→ **Bereitgestellter Auszug**
━━━━

An Nachteule von Sternhai ist ...

Von Meg Wolitzer fand ich schon Das weibliche Prinzip gut und wollte daher auch dieses Buch lesen, obwohl es ein Kinder/Jugendbuch ist. Holly Goldberg kannte ich noch nicht.
An Nachteule von Sternhai ist ein E-Mail-Roman. Es sind E-Mails zwischen zwei 12jährigen Mädchen, deren alleinerziehende Väter sich ineinander verliebten und sich wünschen, das sich ihre Töchter anfreunden, damit sie eine Familie werden können. Dafür sollen die Mädchen gemeinsam in ein Feriencamp.
Das ganze passt den Mädchen nicht, da sie ihre Väter bisher für sich selbst hatten. In ihrem E-Mail-Austausch betonen sie daher, sich nie kennenlernen zu wollen, doch mit der Zeit erzählen sie sich immer mehr voneinander.

━━━━

→ **Anweisung a**
Wohin sollen die beiden Mädchen laut dem Auszug gemeinsam fahren?

━━━━

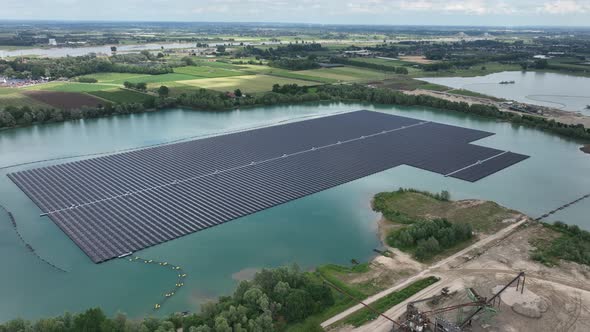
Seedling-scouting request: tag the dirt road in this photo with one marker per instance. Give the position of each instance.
(427, 272)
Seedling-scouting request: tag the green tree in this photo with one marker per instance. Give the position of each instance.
(89, 321)
(141, 86)
(163, 91)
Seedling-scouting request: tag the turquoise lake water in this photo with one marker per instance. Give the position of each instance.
(333, 226)
(567, 92)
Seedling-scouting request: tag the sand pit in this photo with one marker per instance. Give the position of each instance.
(526, 303)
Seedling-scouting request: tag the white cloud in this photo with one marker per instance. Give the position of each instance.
(561, 7)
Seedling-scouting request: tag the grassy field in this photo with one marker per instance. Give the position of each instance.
(208, 72)
(296, 75)
(159, 79)
(404, 82)
(334, 274)
(122, 96)
(483, 216)
(69, 87)
(114, 78)
(346, 74)
(19, 100)
(390, 63)
(247, 83)
(478, 70)
(471, 94)
(385, 303)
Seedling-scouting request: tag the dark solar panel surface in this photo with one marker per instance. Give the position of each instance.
(122, 203)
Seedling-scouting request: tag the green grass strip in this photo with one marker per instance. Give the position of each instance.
(364, 315)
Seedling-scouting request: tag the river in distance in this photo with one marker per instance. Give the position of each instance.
(567, 92)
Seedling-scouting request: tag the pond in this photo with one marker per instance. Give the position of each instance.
(333, 226)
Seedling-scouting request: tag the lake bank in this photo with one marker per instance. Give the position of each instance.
(555, 90)
(333, 226)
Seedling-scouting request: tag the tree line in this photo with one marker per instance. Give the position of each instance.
(270, 302)
(214, 100)
(428, 238)
(572, 244)
(35, 68)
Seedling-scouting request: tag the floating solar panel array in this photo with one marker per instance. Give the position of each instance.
(117, 204)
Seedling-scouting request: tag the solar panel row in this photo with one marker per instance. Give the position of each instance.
(113, 205)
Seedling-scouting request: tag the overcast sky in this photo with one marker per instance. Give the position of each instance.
(393, 12)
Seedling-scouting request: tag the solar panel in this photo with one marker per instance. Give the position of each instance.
(121, 203)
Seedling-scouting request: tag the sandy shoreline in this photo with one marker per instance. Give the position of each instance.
(548, 112)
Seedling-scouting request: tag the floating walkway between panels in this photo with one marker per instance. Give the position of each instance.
(118, 204)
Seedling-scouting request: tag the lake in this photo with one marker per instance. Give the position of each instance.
(567, 92)
(333, 226)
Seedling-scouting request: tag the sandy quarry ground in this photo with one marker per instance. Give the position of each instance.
(554, 299)
(550, 113)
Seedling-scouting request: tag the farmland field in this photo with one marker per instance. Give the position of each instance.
(157, 78)
(350, 74)
(247, 83)
(69, 87)
(64, 100)
(19, 100)
(116, 78)
(297, 75)
(122, 96)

━━━━

→ **Anweisung b**
Skaliere die Einträge neu, beginnend bei der Zeile mit „Seedling-scouting request: tag the solar panel row“ und endend am Ende der Einträge, und gib nur diese Zeilen vollständig wieder, auch die ohne Koordinaten. Multipliziere dabei jede Punktkoordinate mit 0,9 und runde auf ganze Zahlen, wobei Hälften aufgerundet werden.

→ **Richtige Antwort a**
In ein Feriencamp.

→ **Richtige Antwort b**
Seedling-scouting request: tag the solar panel row in this photo with one marker per instance. Give the position of each instance.
(102, 185)
Seedling-scouting request: tag the overcast sky in this photo with one marker per instance. Give the position of each instance.
(354, 11)
Seedling-scouting request: tag the solar panel in this photo with one marker per instance. Give the position of each instance.
(109, 183)
Seedling-scouting request: tag the sandy shoreline in this photo with one marker per instance. Give the position of each instance.
(493, 101)
Seedling-scouting request: tag the floating walkway between panels in this photo with one marker per instance. Give the position of each instance.
(106, 184)
Seedling-scouting request: tag the lake in this photo with one marker per instance. Give the position of each instance.
(510, 83)
(300, 203)
Seedling-scouting request: tag the sandy quarry ground in this photo with one marker per instance. Give the position of each instance.
(499, 269)
(495, 102)
Seedling-scouting request: tag the farmland field in this photo with one marker per instance. Give the position of each instance.
(141, 70)
(315, 67)
(222, 75)
(62, 78)
(58, 90)
(17, 90)
(104, 70)
(267, 68)
(110, 86)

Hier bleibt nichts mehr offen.